Data section:
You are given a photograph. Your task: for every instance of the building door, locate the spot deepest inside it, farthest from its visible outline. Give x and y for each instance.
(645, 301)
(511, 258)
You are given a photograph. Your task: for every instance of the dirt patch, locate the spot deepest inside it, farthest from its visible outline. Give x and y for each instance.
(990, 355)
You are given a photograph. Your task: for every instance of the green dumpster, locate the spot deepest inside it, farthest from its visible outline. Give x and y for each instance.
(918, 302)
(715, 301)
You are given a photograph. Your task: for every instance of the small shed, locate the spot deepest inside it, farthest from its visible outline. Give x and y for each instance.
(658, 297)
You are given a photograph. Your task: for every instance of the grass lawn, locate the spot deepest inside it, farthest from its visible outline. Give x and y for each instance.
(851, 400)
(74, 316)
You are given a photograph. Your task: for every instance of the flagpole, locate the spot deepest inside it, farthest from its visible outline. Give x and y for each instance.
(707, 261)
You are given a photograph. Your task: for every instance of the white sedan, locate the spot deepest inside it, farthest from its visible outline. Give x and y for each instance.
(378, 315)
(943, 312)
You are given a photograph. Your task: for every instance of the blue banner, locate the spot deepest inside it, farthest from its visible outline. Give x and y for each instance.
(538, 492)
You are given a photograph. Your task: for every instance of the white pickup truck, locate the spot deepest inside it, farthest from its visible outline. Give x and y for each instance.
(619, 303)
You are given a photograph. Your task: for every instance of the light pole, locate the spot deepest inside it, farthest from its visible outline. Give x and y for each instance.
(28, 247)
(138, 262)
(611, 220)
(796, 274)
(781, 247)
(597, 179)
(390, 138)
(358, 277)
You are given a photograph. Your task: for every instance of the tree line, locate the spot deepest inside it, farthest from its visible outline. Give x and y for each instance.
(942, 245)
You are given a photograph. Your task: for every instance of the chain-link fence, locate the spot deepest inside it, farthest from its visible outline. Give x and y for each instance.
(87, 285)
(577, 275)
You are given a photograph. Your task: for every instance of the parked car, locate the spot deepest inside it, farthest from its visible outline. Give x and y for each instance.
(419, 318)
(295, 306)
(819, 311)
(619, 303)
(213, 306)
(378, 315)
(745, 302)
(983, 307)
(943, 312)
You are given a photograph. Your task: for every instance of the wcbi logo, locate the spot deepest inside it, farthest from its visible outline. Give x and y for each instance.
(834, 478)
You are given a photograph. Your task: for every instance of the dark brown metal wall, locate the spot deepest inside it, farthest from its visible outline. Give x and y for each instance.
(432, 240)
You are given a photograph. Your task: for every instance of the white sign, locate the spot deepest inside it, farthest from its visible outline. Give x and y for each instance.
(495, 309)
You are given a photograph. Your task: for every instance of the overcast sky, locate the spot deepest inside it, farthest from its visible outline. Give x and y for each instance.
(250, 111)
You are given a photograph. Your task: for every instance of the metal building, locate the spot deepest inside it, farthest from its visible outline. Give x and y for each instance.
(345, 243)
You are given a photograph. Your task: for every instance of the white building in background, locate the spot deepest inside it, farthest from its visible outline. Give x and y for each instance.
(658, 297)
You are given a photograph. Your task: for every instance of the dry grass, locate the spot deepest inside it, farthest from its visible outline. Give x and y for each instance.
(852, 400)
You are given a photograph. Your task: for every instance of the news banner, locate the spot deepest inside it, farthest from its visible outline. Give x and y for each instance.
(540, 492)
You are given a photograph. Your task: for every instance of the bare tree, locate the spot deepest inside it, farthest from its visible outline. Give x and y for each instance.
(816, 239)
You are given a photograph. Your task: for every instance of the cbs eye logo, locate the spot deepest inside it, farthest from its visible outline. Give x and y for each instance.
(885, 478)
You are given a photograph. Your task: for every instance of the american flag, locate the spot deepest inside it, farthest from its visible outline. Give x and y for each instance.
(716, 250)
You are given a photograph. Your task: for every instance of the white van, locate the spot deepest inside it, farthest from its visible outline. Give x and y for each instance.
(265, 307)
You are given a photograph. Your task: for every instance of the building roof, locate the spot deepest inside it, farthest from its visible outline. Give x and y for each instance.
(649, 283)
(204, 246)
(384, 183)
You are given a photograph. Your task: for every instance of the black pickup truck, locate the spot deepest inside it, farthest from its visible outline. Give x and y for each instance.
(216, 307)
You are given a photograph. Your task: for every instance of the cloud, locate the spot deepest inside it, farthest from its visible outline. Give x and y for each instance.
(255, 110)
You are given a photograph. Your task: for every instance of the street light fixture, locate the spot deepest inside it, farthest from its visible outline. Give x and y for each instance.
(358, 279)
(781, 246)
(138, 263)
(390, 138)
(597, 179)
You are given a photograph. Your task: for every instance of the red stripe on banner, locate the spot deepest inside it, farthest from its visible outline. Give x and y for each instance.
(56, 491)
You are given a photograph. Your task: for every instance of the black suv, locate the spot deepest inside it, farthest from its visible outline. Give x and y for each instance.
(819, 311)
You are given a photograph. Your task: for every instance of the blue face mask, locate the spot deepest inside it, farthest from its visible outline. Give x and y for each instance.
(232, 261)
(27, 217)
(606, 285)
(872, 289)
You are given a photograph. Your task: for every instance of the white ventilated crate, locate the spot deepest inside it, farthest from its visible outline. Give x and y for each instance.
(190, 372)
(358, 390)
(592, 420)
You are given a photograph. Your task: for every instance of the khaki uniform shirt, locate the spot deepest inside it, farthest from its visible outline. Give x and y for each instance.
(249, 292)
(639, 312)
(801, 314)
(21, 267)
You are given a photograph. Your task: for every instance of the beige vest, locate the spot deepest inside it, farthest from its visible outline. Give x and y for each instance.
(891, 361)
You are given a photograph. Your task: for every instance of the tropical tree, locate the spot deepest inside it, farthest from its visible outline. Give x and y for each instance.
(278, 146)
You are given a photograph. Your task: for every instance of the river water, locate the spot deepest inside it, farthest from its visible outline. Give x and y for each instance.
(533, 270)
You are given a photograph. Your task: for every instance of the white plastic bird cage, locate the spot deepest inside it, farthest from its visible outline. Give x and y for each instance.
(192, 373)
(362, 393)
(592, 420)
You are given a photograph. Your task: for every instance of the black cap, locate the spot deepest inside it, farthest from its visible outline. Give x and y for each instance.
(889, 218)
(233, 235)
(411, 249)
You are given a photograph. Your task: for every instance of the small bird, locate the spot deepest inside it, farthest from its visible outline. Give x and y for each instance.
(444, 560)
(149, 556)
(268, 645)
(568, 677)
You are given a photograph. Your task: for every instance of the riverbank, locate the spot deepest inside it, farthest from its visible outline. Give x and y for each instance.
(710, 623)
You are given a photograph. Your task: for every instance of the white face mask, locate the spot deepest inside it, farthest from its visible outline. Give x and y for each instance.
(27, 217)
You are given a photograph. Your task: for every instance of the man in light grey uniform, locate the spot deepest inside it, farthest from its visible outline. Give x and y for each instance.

Short problem:
Word for word, extract all the records.

Answer:
You are given a photograph. Your task: for every instance of the building door, locate the spot deepest inside it, farthest from its visible outline. Give x and y for each instance.
(645, 301)
(511, 258)
You are given a photograph. Your task: for every instance of the dirt patch, locate the spot deepest inside it, farthest from its visible outline. Give x and y for each instance.
(990, 355)
You are given a photograph. Your task: for every instance of the green dumpster, locate the spot deepest inside it, farthest from its visible outline. Give x and y for each instance.
(918, 302)
(715, 301)
You are given a photograph. Your task: for every instance of the small shed, locate the spot deepest inside it, farthest from its visible outline. Give x and y for each instance.
(658, 297)
You are given a photograph. Your task: for every instance of the grass lawn, locate the spot deepest inside it, farthest from its visible outline. Give x and y for each instance.
(851, 400)
(74, 316)
You are given a photograph. Your task: for every instance of the flagpole, locate the spot deepest inside it, farthest from its visible outline. Give x and y for each instance.
(707, 261)
You are given a photograph. Your task: for every instance of the white sedan, locate the spot deepest inside it, farthest from its visible outline. Give x and y for each instance.
(378, 315)
(943, 312)
You are given a photograph. Your task: for every instance of the blue banner, locate the spot deepest inside it, farthest from its visible outline. Give x and y for each instance.
(538, 492)
You are given a photograph. Your task: for every instance of the white pickup truck, locate the spot deepest inside it, farthest from its visible outline. Give x and y for each instance.
(619, 303)
You are given a photograph. Your task: for every instance of the light pole, locate the spot deepest inside it, farthest from its visible outline. Give x and y for each instance.
(28, 247)
(138, 262)
(611, 220)
(796, 274)
(781, 247)
(597, 179)
(390, 138)
(358, 277)
You are given a photograph. Your task: for every instance of the tree line, locate the spot deepest inside it, farthest from its visible outline. Give x and y for each instance.
(942, 245)
You are given a photograph. Your task: for every instance of the chain-link fence, locate the spot deepest inside it, farthest from its visible outline. Give x and y for each instance.
(87, 285)
(577, 275)
You are given a photograph. Your task: for every instance of the parked car, locate the spot deepest inside it, farthest from its visible outline. Give x and y for each instance.
(419, 318)
(295, 306)
(819, 311)
(619, 303)
(213, 306)
(378, 315)
(745, 302)
(983, 307)
(943, 312)
You are given a photograph. Your task: for every instance of the wcbi logo, locate the spot deepest inside it, farthest from its visible outline. Give x and y for each instance.
(834, 478)
You are given a photograph. Your task: for every instance of the dark brown metal wall, locate the spot deepest inside it, farthest from its visible outline. Give x and y for each instance.
(432, 240)
You are given a photograph. Your task: for every instance of the white sign, locate the spot deepest inside it, farthest from its visible outline. Give x and y for each instance.
(495, 309)
You are given a photograph. Your task: for every instance of the overcast sky, locate the spot deepest inside it, farthest from its visible outline. Give x and y for each instance.
(250, 111)
You are given a photograph. Your task: for every instance of the metal building, locate the spot deepest inside it, farthest from its visible outline. Give x and y for each instance.
(345, 243)
You are given a photograph. Your task: for every instance of the white building in background, locate the spot deepest inside it, farthest from its visible outline. Give x and y for each instance.
(658, 297)
You are given a photograph. Your task: for every instance of the dry grass, locate the spot deepest inside it, farthest from its visible outline. Give x and y for each instance.
(852, 400)
You are given a photograph. Your task: for every instance of the news banner, locate the spot deepest inside it, farthest from its visible outline. Give x and y for each instance.
(540, 492)
You are given a photograph. Your task: for every instance of the bare tree, locate the spot deepest inside it, farthest from its visible outline. Give x and y for each instance.
(816, 239)
You are given a photograph. Your task: for every instance of the cbs eye logo, locate the spot deepest inside it, farthest from its visible outline. Give x and y for each instance.
(885, 478)
You are given a photograph. Your task: for every instance of the american flag, locate the spot deepest inside it, farthest from its visible outline. Give x and y for each instance.
(716, 250)
You are given a photograph. Your task: for every instance of the white van, locate the spot deepest inside it, farthest from its visible outline. Give x and y for each instance.
(265, 307)
You are given a photograph. Your task: for every instance of the building roof, locate the spot deepest inside it, farthest from its visible outline. Give x and y for each instance.
(649, 283)
(204, 246)
(384, 183)
You are given a photograph. Your task: for every instance of the black pickup truck, locate the spot deepest inside it, farthest from its visible outline. Give x and y for each instance.
(216, 307)
You are given a photograph. Your task: for every instance of the cloud, locate the spot deepest inside it, farthest from its visible outline. Give x and y for each instance.
(255, 110)
You are given a photograph. Your task: for every instance of the street light fixture, locate the spot deepest inside it, farthest from its visible outline. Give x and y for each instance.
(358, 279)
(781, 246)
(138, 263)
(390, 138)
(597, 179)
You are given a photograph. Your task: for every instance of the red stripe on banner, locate the spot deepest inside it, farthest from its visible outline. Give x and y for each instance.
(56, 491)
You are given a photograph. Your task: for every instance of the black suv, locate the spot deepest inside it, farthest from its visible outline. Give x and y for each instance.
(819, 311)
You are given a photograph. Your task: for every instance of the blue face mask, locate the spot deepest inside it, farthest from its visible outline. Give x and y for each instance.
(232, 261)
(27, 217)
(606, 285)
(872, 289)
You are given a photograph. Your task: for every instance of the white ventilated crate, locate the spot deepest inside it, farthest from its visible outline. Give x and y for each instance.
(190, 372)
(358, 390)
(592, 420)
You are given a photograph. Your task: for every instance of the khaki uniform shirt, locate the spot deepest inside it, farthest from its visible outline. Give x and y for each instance.
(249, 292)
(639, 312)
(801, 314)
(21, 267)
You are given a photograph. Your task: for every instance of the beige vest, locate the spot deepest inside it, farthest from its visible outline. Give x and y for each instance.
(891, 361)
You are given a photograph. Your task: for every instance of the tropical tree, locate the spot deepest inside it, farthest from its visible outline. Give x and y for each instance.
(278, 146)
You are given a photograph. Your task: for every instance of the river water, locate the spot deepest inside it, farthest from its visible outline. Give x and y for each instance.
(533, 270)
You are given a photograph. Your task: for every instance of the white plastic bird cage, locate the spot deepest inside it, farthest from its visible outline. Give x and y for each instance.
(192, 373)
(362, 393)
(592, 420)
You are given a photograph. Your task: for every instance of the black cap, locate the spot deepest inside it, farthest from its visible outline. Give x and y for each instance.
(889, 218)
(233, 235)
(411, 249)
You are given a photograph. Your task: for every instance of the small bird, locate the spot deepest inside it, farthest from its visible outline. Give x and y for each instance.
(444, 560)
(149, 556)
(268, 645)
(568, 677)
You are given a photograph. Your task: for every instance of the riverbank, locate the spot deepest inside it, farthest from its visible outline. Give x and y for each instance.
(710, 623)
You are given a photograph. Your task: for every instance of the white face mask, locate the spot deepest inside it, farthest from its visible outline. Give x and y for each instance.
(27, 217)
You are given a photograph. Your task: for every instance of the man in light grey uniform, locate the spot deepest inside it, farthest from its visible outline. Give x and y for each instance.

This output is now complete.